• [Description of the task]
Say the data back exactly as it is written below.

• [Materials provided]

--- START ---

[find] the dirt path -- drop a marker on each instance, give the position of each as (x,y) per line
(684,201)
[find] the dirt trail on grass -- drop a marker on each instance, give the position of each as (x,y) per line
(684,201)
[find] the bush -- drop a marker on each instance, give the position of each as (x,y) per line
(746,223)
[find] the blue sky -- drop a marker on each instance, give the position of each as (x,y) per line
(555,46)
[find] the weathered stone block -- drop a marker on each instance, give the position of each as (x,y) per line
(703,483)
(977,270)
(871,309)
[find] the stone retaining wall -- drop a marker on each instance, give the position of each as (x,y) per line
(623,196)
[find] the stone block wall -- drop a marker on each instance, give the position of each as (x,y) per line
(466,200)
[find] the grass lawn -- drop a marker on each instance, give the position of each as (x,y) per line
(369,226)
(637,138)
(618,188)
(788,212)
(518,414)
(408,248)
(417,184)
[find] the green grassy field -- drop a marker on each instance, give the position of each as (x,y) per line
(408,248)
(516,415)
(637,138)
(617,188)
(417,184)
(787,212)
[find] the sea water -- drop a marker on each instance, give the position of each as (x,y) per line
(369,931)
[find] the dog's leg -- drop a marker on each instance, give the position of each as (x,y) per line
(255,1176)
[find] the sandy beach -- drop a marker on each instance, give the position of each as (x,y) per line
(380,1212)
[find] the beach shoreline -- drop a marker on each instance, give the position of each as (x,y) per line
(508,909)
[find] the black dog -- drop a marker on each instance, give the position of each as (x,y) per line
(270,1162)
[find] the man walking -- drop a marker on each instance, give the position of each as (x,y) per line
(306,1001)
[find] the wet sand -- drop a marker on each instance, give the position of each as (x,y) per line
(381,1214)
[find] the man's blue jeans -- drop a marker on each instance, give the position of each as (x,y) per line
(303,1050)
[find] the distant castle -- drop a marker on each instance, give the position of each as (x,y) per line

--- END ---

• [Exercise result]
[find] the dirt path -- drop a marker on each instance, give the position of each as (x,y) per line
(684,201)
[find] the dirt trail on grass -- drop a marker on each instance, give the position of each as (x,y) per line
(684,201)
[find] the bush -- drop a marker on each instance, give the position of each as (x,y) per line
(746,223)
[find] the blue sky -- drop a marker on each instance, give the position of each as (x,y) per line
(555,46)
[find] the weathered stone block -- drop a marker on each instance, give the position of each as (x,y) per line
(703,483)
(977,270)
(871,309)
[find] the stone retaining wall -- drop a marker on each instance, give the position of each as (x,y) per line
(623,196)
[find] the stone block wall -- drop a marker on each instance, give the position of each as (x,y) per line
(466,200)
[find] the grass lawn -- drop a marker on each instance, give the position of each as (x,y) per line
(369,226)
(637,138)
(618,188)
(788,212)
(518,414)
(408,248)
(417,184)
[find] the green grassy field -- drop a marker on each instance, give the position of each as (x,y) per line
(408,248)
(516,415)
(637,138)
(617,188)
(417,184)
(787,212)
[find] the sea water -- drop a marker on each instance, give the position of each as (x,y) per line
(369,931)
[find] the dog's leg -- drop a marker on each instance, give the position of each as (x,y) per line
(255,1176)
[find] the sandy beach -- drop a marker on each instance, give the position of each as (x,y) per line
(380,1212)
[find] the beach shoreline -- drop a marker on each instance, give the position of each as (x,y) per line
(508,909)
[find] the black dog -- drop a marker on each instance, give the position of each as (x,y) per line
(270,1162)
[find] the man walking -- drop a marker on each instance, give the position of each as (x,y) per line
(306,1001)
[find] the wet sand -- drop a marker on each instance, give the position of each as (x,y) per line
(381,1214)
[find] the man's blue jeans -- drop a marker on each instance, give the position of each as (x,y) per line
(303,1050)
[find] the distant castle -- drop a marker on each instance, give the position of each as (x,y) per line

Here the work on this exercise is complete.